"""
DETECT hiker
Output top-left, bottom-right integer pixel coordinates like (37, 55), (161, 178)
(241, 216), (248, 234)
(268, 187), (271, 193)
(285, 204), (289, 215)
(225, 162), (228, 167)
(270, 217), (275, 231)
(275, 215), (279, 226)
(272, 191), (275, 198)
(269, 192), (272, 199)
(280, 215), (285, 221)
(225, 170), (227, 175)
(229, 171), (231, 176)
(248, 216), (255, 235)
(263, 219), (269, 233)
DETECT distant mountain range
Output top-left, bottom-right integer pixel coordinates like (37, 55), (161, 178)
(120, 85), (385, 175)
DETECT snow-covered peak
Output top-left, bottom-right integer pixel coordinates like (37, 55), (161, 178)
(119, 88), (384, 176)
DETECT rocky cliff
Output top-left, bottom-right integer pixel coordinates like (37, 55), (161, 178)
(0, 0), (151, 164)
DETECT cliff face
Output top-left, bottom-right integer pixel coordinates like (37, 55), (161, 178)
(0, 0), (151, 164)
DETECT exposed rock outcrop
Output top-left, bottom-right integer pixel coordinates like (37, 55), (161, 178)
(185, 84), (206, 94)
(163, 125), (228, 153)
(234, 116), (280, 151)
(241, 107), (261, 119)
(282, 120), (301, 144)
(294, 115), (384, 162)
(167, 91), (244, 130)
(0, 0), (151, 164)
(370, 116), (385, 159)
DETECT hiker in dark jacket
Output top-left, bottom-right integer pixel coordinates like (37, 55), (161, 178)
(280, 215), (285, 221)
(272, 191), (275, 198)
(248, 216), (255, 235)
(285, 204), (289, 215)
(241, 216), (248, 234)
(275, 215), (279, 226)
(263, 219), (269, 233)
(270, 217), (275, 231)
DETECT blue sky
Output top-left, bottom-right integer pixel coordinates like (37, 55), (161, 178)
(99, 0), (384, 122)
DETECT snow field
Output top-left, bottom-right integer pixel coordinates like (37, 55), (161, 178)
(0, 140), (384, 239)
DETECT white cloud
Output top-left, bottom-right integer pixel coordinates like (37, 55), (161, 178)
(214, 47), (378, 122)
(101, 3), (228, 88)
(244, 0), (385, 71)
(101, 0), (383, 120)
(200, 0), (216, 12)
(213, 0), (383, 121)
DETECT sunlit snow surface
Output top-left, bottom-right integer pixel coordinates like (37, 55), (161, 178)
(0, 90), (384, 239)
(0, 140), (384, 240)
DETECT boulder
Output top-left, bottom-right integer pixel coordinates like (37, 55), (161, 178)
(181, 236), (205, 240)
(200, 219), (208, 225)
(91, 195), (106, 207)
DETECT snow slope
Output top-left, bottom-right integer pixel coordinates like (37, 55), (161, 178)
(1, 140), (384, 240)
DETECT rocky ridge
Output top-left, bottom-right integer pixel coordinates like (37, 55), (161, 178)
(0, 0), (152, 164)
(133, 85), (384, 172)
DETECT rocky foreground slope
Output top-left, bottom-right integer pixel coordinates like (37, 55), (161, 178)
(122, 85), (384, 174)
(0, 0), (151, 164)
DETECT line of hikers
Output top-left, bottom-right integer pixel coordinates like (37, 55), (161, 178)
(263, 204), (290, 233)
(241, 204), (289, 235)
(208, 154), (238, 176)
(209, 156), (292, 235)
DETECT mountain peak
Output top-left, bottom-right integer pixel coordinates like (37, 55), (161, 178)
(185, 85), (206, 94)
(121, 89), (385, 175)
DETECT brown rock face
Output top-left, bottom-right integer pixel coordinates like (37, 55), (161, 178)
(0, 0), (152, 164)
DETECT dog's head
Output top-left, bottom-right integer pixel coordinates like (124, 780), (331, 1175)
"""
"""
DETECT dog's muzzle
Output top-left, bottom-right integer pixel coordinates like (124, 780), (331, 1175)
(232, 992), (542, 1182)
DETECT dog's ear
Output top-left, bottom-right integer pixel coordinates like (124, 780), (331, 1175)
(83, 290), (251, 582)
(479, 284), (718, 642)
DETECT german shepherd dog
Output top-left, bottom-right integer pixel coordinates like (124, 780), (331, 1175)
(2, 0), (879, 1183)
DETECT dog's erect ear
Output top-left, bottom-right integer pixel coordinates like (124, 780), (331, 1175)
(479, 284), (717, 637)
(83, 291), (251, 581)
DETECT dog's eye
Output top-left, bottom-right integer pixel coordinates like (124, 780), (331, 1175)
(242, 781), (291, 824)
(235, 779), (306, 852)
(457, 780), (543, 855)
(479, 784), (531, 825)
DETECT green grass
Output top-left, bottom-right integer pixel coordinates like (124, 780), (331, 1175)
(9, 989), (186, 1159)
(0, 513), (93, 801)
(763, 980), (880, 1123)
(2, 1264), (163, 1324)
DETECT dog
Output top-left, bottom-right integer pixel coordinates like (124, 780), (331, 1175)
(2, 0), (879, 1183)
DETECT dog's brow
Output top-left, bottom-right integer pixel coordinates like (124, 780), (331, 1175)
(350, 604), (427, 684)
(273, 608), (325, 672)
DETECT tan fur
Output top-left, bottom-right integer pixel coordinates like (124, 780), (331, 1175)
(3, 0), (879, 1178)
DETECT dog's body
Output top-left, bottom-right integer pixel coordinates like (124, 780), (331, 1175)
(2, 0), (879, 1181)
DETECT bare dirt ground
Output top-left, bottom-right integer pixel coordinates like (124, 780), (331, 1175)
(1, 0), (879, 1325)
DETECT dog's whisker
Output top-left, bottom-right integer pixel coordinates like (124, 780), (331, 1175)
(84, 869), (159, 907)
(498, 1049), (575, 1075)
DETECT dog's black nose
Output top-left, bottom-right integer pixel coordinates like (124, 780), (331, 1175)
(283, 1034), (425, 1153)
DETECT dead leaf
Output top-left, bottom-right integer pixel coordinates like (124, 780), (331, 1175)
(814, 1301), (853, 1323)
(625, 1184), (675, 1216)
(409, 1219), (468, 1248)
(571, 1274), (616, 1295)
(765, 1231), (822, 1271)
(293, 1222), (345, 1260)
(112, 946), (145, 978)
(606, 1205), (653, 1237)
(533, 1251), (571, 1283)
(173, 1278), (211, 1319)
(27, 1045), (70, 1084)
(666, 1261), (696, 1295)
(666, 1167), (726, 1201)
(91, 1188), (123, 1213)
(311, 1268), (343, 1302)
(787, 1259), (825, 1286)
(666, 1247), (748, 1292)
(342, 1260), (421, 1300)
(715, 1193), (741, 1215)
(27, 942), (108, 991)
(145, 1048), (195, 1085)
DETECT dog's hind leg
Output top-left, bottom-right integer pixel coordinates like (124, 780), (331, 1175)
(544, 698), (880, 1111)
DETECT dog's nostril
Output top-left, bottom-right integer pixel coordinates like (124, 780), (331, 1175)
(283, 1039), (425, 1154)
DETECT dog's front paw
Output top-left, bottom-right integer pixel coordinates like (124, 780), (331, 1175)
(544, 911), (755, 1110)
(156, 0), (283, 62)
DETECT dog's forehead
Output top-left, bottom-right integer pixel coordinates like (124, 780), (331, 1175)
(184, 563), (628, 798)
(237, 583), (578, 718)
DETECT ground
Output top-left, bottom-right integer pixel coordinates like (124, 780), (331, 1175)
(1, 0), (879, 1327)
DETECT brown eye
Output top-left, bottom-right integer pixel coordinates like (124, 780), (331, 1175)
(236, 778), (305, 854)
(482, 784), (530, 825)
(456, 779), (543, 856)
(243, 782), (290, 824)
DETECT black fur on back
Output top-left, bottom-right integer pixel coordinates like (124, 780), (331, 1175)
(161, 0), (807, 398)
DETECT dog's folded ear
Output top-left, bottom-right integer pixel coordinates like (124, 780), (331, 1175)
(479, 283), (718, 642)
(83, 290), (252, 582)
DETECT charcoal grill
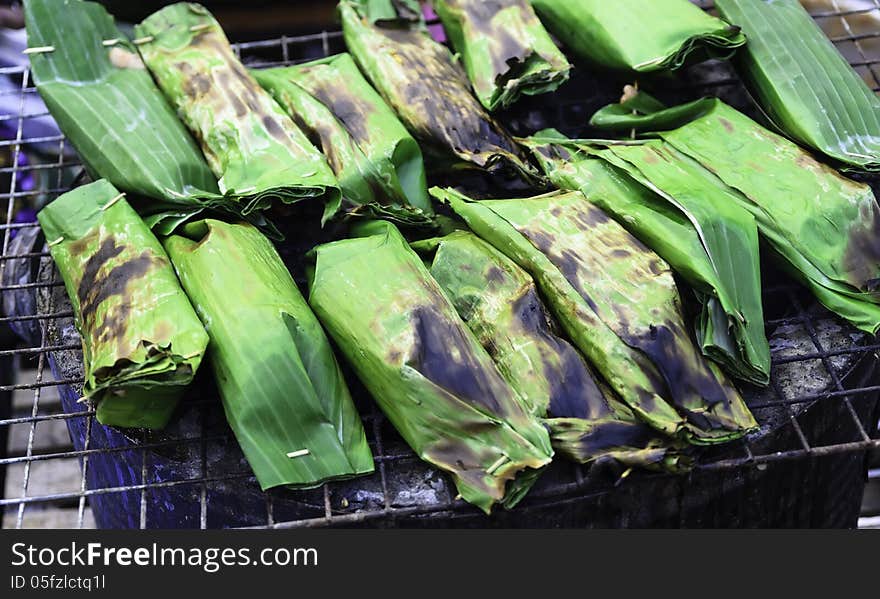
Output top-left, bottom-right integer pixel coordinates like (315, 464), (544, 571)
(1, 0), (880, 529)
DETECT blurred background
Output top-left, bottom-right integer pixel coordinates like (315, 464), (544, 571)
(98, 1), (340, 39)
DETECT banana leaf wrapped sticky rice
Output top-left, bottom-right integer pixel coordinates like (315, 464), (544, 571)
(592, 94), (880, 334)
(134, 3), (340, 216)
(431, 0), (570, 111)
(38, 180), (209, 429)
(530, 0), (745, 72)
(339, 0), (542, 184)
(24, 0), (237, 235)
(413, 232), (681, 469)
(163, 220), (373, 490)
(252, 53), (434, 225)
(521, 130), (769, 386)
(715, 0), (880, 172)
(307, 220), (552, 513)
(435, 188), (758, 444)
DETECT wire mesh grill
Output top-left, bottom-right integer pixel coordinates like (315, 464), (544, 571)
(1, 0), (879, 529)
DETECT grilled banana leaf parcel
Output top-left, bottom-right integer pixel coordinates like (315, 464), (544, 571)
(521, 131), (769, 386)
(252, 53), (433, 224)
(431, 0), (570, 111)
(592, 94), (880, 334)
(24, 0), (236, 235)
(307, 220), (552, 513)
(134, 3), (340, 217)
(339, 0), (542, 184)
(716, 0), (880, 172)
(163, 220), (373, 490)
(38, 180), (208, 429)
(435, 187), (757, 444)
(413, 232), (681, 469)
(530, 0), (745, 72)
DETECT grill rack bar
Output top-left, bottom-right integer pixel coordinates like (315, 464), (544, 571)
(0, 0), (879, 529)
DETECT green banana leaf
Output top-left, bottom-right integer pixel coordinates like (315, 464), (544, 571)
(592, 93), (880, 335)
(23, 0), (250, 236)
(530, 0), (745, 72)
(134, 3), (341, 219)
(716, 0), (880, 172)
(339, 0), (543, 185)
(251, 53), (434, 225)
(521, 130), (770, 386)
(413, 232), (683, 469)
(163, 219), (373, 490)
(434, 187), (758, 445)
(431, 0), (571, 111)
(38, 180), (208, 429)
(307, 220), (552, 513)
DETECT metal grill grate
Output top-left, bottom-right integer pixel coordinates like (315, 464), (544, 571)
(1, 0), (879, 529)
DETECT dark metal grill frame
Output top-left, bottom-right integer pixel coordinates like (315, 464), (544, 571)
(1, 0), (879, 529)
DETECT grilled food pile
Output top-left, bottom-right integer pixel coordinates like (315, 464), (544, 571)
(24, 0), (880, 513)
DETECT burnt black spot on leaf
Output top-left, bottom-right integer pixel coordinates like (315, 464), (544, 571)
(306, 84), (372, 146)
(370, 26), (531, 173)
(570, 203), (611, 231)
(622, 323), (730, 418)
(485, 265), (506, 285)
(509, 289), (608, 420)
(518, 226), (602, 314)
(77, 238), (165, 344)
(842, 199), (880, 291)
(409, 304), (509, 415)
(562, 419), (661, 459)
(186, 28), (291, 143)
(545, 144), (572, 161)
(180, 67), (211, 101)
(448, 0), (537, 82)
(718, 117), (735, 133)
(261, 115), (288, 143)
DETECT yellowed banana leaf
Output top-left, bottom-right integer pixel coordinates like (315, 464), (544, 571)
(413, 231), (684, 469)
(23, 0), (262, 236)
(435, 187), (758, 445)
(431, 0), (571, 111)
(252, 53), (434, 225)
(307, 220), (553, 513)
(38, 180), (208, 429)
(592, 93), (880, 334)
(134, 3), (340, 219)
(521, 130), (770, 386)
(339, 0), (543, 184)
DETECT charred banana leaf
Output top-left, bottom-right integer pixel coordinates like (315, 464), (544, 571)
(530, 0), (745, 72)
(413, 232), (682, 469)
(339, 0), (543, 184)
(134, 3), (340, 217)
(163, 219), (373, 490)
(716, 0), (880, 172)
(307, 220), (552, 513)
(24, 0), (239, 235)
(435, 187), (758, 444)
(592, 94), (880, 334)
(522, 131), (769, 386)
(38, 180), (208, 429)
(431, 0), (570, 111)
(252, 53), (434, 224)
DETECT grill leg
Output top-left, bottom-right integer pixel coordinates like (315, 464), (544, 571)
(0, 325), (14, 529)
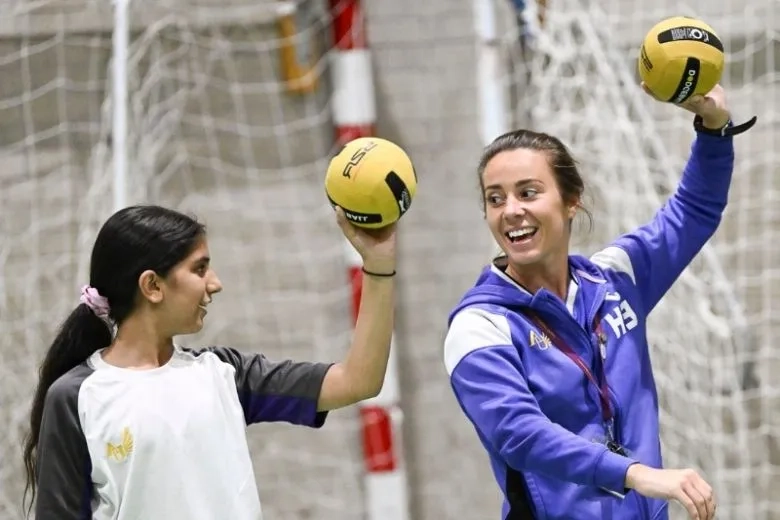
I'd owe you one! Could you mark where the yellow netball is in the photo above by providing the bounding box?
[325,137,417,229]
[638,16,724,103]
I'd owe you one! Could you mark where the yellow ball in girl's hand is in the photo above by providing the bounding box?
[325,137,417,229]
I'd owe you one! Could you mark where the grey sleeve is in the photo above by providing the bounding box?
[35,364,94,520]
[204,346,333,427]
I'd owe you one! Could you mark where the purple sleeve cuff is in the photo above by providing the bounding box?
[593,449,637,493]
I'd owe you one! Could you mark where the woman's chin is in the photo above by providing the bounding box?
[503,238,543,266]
"""
### What you will do
Reprint exactly the lines above that start at the one with "DETECT cliff face" and end at the one with "DETECT snow slope", keeping both and adding none.

### Finished task
DETECT cliff face
Output top-left, bottom-right integer pixel coordinates like (37, 55), (161, 178)
(0, 0), (151, 164)
DETECT exposed rock outcrop
Output top-left, bottom-right integer pixel coordinates like (37, 55), (161, 178)
(185, 84), (206, 94)
(163, 125), (228, 153)
(234, 116), (280, 151)
(241, 107), (261, 119)
(282, 120), (301, 144)
(294, 115), (384, 162)
(167, 91), (244, 130)
(0, 0), (151, 164)
(370, 116), (385, 159)
DETECT hiker in dark jacket
Output top-left, bottom-right integer pixel coordinates like (37, 55), (161, 178)
(280, 215), (285, 221)
(272, 191), (275, 198)
(248, 216), (255, 235)
(285, 204), (289, 215)
(241, 216), (248, 234)
(275, 215), (279, 226)
(263, 219), (269, 233)
(270, 217), (275, 231)
DETECT blue sky
Output top-left, bottom-right integer pixel coordinates like (37, 55), (161, 178)
(99, 0), (384, 122)
DETECT snow field
Output top-left, bottom-right integer pixel coordinates like (37, 55), (161, 178)
(0, 140), (384, 239)
DETECT white cloud
Output top-left, bottom-right integer pixel coordinates like (37, 55), (161, 178)
(214, 47), (378, 122)
(101, 3), (228, 88)
(244, 0), (385, 71)
(101, 0), (383, 120)
(200, 0), (216, 12)
(213, 0), (383, 121)
DETECT sunlit snow surface
Output top-left, bottom-right integer pixel coordinates like (37, 55), (161, 178)
(0, 90), (384, 239)
(0, 140), (384, 240)
DETECT boulder
Output top-left, bottom-right integer pixel coordinates like (37, 55), (161, 178)
(181, 236), (205, 240)
(200, 219), (208, 225)
(91, 195), (106, 207)
DETECT snow slope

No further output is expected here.